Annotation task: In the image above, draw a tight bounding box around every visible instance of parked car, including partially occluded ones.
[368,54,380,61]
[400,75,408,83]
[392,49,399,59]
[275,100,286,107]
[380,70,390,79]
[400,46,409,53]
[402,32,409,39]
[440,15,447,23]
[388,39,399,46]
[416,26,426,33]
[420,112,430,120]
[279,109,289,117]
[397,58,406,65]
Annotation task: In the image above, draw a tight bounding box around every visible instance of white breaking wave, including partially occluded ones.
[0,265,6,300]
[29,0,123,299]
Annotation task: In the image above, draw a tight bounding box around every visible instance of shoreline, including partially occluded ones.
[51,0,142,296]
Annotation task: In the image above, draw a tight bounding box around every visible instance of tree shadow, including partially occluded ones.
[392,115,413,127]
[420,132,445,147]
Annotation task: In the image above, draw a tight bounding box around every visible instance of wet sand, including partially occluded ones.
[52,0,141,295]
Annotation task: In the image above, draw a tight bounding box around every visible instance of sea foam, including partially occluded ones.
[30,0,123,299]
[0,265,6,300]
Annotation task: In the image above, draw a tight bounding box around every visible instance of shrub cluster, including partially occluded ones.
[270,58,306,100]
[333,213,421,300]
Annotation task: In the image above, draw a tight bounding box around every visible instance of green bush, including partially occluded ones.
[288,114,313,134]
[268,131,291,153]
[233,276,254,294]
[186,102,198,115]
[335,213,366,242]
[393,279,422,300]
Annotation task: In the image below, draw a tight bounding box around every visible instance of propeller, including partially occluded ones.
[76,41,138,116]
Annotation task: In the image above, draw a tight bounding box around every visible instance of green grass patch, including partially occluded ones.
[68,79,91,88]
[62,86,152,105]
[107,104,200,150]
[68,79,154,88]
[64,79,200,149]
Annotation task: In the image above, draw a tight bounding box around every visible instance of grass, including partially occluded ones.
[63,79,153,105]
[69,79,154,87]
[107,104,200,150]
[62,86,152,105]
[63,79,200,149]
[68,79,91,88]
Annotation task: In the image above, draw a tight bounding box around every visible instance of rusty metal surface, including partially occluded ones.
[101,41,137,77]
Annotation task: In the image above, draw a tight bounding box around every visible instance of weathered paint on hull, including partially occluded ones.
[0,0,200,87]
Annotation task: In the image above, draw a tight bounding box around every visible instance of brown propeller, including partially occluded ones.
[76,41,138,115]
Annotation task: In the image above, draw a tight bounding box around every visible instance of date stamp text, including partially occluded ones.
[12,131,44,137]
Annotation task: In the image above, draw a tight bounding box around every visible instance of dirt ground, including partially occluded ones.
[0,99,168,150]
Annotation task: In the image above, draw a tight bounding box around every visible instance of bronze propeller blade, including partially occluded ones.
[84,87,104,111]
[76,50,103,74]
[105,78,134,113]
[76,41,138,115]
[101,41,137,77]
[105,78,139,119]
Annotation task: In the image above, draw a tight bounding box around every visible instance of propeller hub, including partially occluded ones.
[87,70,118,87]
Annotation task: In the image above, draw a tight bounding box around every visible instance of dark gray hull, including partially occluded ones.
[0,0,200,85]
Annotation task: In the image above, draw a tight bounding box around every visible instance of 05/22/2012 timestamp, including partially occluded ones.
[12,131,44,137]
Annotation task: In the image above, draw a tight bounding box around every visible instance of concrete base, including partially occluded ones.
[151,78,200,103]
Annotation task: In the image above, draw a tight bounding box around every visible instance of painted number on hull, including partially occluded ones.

- Required work
Could I ask you to return the records exactly and in full?

- Output
Annotation task: In the image above, draw a tight bounding box around every visible instance of parked car, including partially occluded ones.
[368,54,380,61]
[400,75,408,83]
[392,49,399,59]
[275,100,286,107]
[380,70,390,79]
[400,46,409,53]
[402,32,409,39]
[440,15,447,23]
[388,39,399,46]
[416,26,426,33]
[420,112,430,120]
[279,109,289,117]
[397,58,406,65]
Annotation task: In the image above, draw a tight bounding box around every visible instance of white breaking wave, including partially occluded ones.
[0,265,6,300]
[29,0,123,299]
Annotation task: In the image above, draw a tight bounding box around every visible instance of shoreline, including partially occluded ones.
[51,0,142,296]
Annotation task: In the image above, draw a tight bounding box around every visible instance of tree shadow, including partially occluded ones.
[392,115,413,127]
[420,132,445,147]
Annotation task: In the image above, draw a tight bounding box around every visible instance of wet sand, including partially occluded ones.
[52,0,141,295]
Annotation task: In the image above, draw a tight bounding box around every visible instance of sea foam, including partially occluded ones.
[30,0,123,299]
[0,265,6,300]
Annotation task: In the image above, draw a tight bounding box around every visible instance of shrub cluster, including partially occluded ones.
[270,58,306,100]
[333,213,421,300]
Annotation task: In the image above, draw a tight bounding box around every visible instance of green bush, including partially occluded ones.
[288,114,313,134]
[268,131,291,153]
[233,276,254,294]
[186,102,198,115]
[335,213,366,242]
[393,279,422,300]
Annotation task: In the image below, draw a tight bounding box around every visible instance of propeller, including partially occluded ones.
[76,41,138,116]
Annotation task: In the image above, draw a tight bounding box around every visible instance of green grass patch, including partially occluded ones.
[68,79,91,88]
[62,86,152,105]
[107,104,200,150]
[68,79,154,88]
[64,79,200,149]
Annotation task: In the image above, draw a tight bounding box around every visible instance of grass, including partially occluded ones.
[63,79,153,105]
[69,79,154,87]
[107,104,200,150]
[62,86,152,105]
[63,79,200,149]
[68,79,91,88]
Annotation task: In the image above, draw a tight bounding box around every visible instance of rusty metal surface, including partially occluded ones.
[101,41,137,77]
Annotation task: In the image above, draw a tight bounding box around every visible instance of weathered paint on hull, including partially occluded ones.
[0,0,200,87]
Annotation task: In the image above, draw a tight bounding box around every visible instance of brown propeller, including partially occluded ones.
[76,41,138,115]
Annotation task: In the image above, draw a tight bounding box around every visible instance of date stamp text, including partially occluded ones.
[12,131,44,137]
Annotation task: In the image above, draw a tight bounding box around every visible instance of dirt ground, including partially occluded ones.
[0,99,168,150]
Annotation task: In the image above, draw a tight bounding box around every visible instance of bronze propeller blade, including partially occluded ones.
[84,87,104,111]
[76,50,103,74]
[105,78,134,113]
[76,41,138,115]
[101,41,137,77]
[105,78,139,119]
Annotation task: In the image above, draw a tight bounding box around every visible instance of propeller hub, including partially occluded ones.
[87,70,118,87]
Annotation task: In the image above, draw a tight bounding box around every visible instance of dark gray hull, including partially occluded ones.
[0,0,200,85]
Annotation task: In the image above, draw a tight bounding box around every visible instance of 05/22/2012 timestamp, including partially occluded ones.
[12,131,44,137]
Annotation task: In the image above, draw a tight bounding box around every visible instance of concrete base, including partially occluded ones.
[151,78,200,103]
Annotation task: In the image above, draw a tight bounding box around every visible instance of painted number on hull, including partially occluded ones.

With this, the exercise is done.